In the fields of medicine, pharmaceutical production, and food processing there is a critical need for sterilization to protect against the danger of harmful microorganisms. Most of the sterilization methods currently in use require the sterilizing agent to systemically permeate the article being sterilized. These methods include heat sterilization, where the object to be sterilized is subjected to heat and pressure, such as in an autoclave. The heat and pressure penetrates though the object being sterilized and after a sufficient time will kill the harmful microorganisms. Gases such as hydrogen peroxide or ethylene oxide have also been used to sterilize objects. For the complete sterilization of an object, the gas must permeate the entire object. An alternate sterilization method uses ionizing radiation, such as gamma-rays, x-rays, or energetic electrons for sterilization.
There are a number of target objects where exposure of the object to ionizing radiation would cause some deleterious effect on the target object. Examples include objects which would melt or degrade under heat sterilization, products that would degrade or react with chemical sterilizing agents, and materials that would be harmfully altered by exposure to high energy radiation, particularly ionizing radiation. It has previously been recognized that by confining ionizing radiation to the surface of a target object, the deleterious effect will not occur. On the other hand, most ionizing radiation is created by powerful beam generators, such as accelerators, and so a beam of ionizing radiation is inherently penetrating.

[Dataset records]

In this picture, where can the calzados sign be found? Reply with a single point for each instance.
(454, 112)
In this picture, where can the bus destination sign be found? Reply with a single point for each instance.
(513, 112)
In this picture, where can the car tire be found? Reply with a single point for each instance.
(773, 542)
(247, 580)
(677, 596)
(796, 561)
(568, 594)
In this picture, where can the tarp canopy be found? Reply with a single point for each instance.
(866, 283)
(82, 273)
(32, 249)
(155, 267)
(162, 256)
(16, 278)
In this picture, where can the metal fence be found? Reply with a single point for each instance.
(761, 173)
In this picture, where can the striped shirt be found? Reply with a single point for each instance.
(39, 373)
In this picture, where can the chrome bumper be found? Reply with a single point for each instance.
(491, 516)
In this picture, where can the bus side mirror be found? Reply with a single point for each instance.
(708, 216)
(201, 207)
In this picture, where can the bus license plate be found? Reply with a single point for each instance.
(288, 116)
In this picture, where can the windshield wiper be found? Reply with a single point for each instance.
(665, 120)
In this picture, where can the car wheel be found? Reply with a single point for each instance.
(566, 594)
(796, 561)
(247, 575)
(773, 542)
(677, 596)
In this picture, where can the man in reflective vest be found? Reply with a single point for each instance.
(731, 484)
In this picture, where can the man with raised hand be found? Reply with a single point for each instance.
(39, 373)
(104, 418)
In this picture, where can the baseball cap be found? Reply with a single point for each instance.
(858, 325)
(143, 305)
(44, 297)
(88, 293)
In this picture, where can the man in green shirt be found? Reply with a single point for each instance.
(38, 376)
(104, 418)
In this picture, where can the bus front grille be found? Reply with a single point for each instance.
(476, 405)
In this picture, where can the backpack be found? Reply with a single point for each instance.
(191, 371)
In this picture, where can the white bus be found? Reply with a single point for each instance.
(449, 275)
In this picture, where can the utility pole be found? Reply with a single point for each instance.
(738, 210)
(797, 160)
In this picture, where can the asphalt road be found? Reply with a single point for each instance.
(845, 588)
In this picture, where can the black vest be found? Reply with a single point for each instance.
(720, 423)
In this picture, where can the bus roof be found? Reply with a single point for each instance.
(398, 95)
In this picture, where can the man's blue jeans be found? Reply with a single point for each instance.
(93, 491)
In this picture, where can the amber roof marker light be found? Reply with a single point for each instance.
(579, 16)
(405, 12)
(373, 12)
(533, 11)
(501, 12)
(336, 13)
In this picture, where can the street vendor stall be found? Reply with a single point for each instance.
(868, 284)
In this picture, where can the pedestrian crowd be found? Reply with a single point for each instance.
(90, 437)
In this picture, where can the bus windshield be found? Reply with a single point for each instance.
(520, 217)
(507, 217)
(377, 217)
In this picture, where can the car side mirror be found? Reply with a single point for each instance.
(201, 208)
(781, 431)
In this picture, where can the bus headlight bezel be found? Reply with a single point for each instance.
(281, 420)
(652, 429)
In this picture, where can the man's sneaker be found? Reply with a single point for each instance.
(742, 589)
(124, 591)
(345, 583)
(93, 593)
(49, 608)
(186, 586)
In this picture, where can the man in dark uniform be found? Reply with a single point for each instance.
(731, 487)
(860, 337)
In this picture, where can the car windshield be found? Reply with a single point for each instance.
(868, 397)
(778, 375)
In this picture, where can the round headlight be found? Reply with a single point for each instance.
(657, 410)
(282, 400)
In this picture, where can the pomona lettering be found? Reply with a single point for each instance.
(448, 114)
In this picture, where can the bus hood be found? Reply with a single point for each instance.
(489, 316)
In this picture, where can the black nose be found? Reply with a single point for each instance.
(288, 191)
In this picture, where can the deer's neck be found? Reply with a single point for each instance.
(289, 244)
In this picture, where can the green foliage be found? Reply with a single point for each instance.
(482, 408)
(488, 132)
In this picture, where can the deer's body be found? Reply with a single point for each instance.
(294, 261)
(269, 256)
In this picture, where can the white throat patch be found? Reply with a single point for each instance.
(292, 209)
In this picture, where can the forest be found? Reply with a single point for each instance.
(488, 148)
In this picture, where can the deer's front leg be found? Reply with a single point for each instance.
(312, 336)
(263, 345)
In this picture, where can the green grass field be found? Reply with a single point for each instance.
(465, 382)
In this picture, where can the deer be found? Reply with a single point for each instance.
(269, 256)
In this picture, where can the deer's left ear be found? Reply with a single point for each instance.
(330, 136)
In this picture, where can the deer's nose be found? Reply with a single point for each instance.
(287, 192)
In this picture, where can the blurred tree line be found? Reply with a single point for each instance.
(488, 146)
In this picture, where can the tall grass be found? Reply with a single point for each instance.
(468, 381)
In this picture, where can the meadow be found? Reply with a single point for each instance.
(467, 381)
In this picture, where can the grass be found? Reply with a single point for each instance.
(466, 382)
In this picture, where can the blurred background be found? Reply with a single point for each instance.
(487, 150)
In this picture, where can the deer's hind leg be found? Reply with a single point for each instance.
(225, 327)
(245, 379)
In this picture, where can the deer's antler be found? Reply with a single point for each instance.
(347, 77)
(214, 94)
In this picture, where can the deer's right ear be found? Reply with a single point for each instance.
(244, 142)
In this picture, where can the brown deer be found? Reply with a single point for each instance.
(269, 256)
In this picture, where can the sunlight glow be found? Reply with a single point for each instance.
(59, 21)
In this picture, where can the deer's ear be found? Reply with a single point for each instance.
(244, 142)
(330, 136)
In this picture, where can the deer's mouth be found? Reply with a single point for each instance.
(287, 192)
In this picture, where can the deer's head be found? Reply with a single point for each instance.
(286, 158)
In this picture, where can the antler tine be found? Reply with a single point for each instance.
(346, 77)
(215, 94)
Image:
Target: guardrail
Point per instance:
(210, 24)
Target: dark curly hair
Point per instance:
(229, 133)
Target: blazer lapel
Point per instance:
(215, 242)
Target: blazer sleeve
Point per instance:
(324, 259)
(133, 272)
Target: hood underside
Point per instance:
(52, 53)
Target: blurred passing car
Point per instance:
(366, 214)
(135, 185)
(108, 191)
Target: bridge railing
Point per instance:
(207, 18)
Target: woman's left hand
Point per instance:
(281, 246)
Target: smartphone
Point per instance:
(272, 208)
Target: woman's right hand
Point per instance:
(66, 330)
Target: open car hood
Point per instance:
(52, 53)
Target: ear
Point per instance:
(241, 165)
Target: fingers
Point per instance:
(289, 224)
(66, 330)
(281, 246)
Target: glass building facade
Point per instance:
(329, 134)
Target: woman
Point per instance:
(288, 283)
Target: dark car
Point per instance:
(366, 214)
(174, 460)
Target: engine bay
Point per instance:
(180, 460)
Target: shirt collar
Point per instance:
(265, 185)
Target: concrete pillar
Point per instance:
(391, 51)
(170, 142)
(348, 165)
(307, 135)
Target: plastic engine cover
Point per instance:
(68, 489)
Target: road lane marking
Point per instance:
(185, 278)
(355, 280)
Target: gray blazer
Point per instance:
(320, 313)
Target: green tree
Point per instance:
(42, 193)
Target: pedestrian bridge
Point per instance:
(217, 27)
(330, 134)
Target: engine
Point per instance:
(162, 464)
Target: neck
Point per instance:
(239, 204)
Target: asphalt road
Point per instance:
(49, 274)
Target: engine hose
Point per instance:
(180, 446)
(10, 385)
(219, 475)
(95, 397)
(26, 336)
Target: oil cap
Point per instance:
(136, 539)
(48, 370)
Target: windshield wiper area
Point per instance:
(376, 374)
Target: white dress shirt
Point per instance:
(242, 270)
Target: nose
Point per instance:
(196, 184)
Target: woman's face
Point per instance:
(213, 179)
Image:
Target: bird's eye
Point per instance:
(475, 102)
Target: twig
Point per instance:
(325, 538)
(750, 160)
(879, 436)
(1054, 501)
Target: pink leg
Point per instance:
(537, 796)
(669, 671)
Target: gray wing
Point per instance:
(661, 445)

→ **REQUIRED WORK**
• A. Which three kinds of ionizing radiation does the passage on sterilization list as used for sterilization?
• B. Please continue the passage on sterilization from where it stops.

→ **EXPECTED OUTPUTS**
• A. Gamma-rays, x-rays, and energetic electrons.

• B.
In U.S. Pat. No. 4,801,427 A. Jacob teaches a process for dry sterilization of medical devices subjected to an electrical discharge in a gaseous atmosphere to produce an active plasma. In one embodiment, Jacob teaches placement of articles on a conveyor belt which carries articles into an atmospheric pressure corona discharge gap operated in ambient air. The plasma is formed by a discharge between the grounded conveyor belt, acting as a cathode, and multiple needle-like nozzles, acting as anodes, which disperse a gas to be ionized, which may be an oxidizing gas such as oxygen or a reducing gas such as hydrogen. U.S. Pat. No. 5,200,158, also to A. Jacob teaches sterilization by exposure of an object to a gas plasma created by an electrical discharge in a sub-atmospheric gaseous atmosphere. Hydrogen, oxygen, nitrogen, and inert gasses are all taught as possible gasses to use in forming the plasma.
In contradistinction to the high energy approach of Jacob, U.S. Pat. No. 3,780,308 to S. Nablo teaches surface sterilization of objects using low energy electrons, even though a relatively high energy starting point is present. One of the advantages of low energy electrons is that bulk properties essential to the mechanics of the material sterilized are not affected. Nablo expanded upon his idea in U.S. Pat. No. 4,652,763 which teaches use of an electron beam producing electrons with energies that penetrate an outer layer but with insufficient energy to pierce an inner layer of target material.
A number of patents teach use of a gas plasma to effect surface sterilization. Fraser et al., in U.S. Pat. No. 3,948,601 teaches use of a continuous flow gas plasma supplied at very low pressure in a chamber with a target object to be sterilized. Cool plasma from a gas such as argon is continuously produced by exposure to a radio-frequency field.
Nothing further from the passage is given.